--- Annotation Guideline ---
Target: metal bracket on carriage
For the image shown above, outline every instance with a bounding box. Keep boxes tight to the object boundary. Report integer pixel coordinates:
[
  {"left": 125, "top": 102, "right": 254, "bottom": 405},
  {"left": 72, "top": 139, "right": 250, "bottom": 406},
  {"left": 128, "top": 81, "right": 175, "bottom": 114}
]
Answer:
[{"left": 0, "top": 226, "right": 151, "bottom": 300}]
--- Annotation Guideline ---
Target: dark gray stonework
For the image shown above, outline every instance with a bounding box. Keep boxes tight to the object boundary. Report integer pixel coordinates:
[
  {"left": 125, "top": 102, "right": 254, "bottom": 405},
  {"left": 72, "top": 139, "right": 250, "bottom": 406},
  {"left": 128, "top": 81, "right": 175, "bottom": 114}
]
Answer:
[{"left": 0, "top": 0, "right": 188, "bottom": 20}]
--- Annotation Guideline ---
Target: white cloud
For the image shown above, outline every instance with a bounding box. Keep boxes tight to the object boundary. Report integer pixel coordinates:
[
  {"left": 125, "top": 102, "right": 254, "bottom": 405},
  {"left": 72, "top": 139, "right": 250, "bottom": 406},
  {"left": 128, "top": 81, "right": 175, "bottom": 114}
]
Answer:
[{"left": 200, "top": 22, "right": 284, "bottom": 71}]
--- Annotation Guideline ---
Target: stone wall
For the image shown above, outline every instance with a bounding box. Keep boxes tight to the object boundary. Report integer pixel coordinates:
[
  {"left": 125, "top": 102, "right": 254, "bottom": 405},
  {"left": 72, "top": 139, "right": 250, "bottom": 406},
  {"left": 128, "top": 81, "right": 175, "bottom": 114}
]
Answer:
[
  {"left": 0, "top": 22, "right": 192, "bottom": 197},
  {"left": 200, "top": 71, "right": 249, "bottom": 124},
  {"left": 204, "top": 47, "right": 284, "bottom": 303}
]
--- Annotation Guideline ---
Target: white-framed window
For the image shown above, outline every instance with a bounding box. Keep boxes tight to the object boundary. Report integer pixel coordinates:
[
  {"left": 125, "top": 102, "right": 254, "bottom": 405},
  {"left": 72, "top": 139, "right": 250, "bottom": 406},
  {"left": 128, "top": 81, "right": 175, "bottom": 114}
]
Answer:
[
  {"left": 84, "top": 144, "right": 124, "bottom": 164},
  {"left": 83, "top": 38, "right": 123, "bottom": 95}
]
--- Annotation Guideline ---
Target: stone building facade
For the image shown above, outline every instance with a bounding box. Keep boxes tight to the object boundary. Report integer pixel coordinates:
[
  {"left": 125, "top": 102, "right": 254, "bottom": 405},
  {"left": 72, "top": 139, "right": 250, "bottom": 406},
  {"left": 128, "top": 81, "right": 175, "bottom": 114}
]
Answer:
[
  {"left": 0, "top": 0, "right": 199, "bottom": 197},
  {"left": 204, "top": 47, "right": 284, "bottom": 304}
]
------------------------------
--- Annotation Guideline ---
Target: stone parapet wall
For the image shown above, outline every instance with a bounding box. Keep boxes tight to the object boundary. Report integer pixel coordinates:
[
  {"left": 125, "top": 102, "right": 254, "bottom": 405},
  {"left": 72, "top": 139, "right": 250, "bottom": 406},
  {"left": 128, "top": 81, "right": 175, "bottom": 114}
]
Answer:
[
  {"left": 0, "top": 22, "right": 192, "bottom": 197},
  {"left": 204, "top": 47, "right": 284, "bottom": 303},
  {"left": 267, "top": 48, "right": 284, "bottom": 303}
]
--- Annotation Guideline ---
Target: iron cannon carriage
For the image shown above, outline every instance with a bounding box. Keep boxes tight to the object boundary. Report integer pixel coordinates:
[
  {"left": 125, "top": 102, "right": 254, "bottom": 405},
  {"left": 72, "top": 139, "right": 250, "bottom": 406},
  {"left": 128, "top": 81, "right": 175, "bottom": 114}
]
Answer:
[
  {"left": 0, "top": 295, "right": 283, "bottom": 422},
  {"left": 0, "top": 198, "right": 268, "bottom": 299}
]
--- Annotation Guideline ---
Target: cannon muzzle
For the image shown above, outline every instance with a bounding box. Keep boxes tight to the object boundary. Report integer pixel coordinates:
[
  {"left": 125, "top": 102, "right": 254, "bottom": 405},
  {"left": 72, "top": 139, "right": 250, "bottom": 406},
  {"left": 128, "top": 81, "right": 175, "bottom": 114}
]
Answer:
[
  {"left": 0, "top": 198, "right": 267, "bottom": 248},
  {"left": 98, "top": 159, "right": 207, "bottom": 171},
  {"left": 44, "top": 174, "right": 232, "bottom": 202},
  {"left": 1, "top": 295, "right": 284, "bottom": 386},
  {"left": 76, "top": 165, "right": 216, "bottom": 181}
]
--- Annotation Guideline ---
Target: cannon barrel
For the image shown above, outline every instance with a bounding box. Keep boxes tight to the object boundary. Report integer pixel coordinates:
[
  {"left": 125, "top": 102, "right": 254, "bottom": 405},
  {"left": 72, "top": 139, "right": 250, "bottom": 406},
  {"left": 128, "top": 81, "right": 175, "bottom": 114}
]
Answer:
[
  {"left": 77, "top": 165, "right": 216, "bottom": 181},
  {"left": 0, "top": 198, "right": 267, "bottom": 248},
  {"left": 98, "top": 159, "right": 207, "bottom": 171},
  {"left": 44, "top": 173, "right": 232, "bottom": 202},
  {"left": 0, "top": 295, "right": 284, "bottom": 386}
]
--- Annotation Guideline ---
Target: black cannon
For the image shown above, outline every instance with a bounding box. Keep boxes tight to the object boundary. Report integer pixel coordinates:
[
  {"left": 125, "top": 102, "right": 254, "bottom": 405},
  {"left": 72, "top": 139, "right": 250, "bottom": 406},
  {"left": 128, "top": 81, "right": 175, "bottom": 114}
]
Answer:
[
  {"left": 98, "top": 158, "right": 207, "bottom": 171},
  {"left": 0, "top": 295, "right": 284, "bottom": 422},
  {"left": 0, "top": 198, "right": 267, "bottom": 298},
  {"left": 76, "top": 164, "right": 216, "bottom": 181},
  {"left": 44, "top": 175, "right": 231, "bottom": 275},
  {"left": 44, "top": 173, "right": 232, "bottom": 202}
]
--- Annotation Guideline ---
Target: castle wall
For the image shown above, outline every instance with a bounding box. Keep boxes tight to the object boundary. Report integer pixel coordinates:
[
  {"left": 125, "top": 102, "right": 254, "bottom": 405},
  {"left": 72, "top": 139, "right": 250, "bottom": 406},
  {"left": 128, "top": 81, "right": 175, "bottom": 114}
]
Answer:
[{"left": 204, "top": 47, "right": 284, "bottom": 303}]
------------------------------
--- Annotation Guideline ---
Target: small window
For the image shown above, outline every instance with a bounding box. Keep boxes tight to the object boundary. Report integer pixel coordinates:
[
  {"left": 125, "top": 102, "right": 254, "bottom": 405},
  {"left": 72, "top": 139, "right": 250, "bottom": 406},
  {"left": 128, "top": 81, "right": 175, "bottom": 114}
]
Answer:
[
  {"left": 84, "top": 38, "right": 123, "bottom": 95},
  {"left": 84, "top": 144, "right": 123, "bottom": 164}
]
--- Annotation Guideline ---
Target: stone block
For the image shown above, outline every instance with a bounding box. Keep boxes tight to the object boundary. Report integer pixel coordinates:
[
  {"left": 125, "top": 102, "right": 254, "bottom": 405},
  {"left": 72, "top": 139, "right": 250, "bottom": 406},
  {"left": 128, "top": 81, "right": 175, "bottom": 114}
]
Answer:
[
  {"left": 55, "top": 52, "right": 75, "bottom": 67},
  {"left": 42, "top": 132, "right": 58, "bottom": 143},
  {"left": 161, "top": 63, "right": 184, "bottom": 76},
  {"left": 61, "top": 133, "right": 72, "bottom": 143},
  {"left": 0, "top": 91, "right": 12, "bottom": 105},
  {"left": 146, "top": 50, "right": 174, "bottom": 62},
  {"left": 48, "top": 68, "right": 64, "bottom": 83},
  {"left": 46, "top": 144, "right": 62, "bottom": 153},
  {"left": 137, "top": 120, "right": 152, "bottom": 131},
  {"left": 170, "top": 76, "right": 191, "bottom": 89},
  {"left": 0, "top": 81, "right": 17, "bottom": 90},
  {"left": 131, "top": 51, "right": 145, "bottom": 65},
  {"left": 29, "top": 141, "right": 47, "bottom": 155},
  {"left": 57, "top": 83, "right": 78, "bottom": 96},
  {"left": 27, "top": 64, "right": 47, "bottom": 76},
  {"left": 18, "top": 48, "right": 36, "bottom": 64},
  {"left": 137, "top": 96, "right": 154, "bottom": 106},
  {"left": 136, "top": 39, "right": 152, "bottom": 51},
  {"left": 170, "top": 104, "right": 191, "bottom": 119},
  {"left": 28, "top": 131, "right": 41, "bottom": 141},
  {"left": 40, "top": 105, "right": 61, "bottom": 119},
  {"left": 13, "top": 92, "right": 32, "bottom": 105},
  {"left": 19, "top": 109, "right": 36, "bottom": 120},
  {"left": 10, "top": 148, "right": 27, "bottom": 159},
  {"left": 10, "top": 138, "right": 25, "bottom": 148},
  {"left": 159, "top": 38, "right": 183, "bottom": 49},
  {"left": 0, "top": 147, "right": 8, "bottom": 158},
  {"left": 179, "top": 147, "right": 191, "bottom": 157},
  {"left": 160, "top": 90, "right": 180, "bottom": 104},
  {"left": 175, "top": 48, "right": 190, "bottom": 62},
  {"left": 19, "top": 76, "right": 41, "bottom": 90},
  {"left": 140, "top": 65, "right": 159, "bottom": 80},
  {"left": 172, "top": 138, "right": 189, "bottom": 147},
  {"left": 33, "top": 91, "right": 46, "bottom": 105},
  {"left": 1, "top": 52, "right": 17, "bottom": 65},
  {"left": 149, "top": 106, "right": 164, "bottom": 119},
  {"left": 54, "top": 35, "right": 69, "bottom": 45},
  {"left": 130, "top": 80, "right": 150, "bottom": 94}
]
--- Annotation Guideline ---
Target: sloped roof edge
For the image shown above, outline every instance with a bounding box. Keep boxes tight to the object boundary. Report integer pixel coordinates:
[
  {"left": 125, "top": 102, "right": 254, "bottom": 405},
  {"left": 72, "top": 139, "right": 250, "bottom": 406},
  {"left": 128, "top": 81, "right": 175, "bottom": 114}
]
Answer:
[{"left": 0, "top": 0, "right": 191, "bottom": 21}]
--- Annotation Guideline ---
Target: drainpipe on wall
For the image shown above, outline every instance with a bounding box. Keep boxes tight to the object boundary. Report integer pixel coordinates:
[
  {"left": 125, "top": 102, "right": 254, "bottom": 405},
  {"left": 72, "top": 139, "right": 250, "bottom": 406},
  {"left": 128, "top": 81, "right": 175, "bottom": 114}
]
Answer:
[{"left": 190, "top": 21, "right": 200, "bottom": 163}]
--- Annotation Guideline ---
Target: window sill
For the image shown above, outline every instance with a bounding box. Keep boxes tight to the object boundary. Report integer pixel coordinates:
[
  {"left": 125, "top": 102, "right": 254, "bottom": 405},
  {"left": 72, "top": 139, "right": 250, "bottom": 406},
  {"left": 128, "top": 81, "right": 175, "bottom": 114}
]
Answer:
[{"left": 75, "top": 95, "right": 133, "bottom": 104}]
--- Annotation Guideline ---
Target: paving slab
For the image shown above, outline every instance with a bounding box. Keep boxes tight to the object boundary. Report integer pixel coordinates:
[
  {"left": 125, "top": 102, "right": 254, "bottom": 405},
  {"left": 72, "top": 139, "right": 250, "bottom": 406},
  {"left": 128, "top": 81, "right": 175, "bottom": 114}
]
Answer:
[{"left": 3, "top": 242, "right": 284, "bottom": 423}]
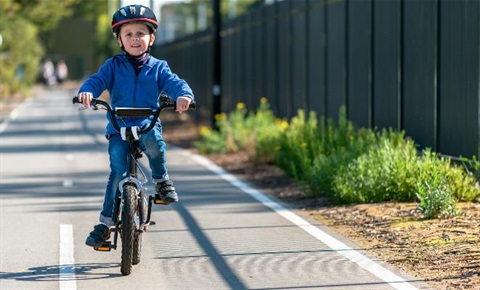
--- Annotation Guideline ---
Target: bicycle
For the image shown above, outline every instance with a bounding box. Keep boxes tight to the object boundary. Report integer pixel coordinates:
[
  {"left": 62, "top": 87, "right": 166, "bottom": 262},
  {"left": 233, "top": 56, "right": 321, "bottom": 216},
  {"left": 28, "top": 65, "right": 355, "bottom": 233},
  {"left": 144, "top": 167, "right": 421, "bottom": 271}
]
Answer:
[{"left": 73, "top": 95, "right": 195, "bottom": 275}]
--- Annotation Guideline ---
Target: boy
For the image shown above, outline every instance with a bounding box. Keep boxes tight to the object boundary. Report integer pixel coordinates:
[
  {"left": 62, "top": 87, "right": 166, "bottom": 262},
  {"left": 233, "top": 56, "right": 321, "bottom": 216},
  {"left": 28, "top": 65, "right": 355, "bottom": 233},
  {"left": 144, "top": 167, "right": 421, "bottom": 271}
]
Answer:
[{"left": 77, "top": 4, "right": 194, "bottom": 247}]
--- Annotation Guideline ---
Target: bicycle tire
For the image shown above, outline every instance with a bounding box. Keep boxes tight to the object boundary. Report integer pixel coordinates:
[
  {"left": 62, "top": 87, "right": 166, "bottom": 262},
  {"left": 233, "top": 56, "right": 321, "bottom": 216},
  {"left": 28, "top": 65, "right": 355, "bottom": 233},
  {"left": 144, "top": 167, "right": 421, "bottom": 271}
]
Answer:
------------------------------
■ Action item ■
Which of the lines in the data hold the string "wall"? Report each of them by copying it.

■ Exercise output ■
Target: stone wall
Target: stone parapet wall
Target: castle wall
Target: drainpipe on wall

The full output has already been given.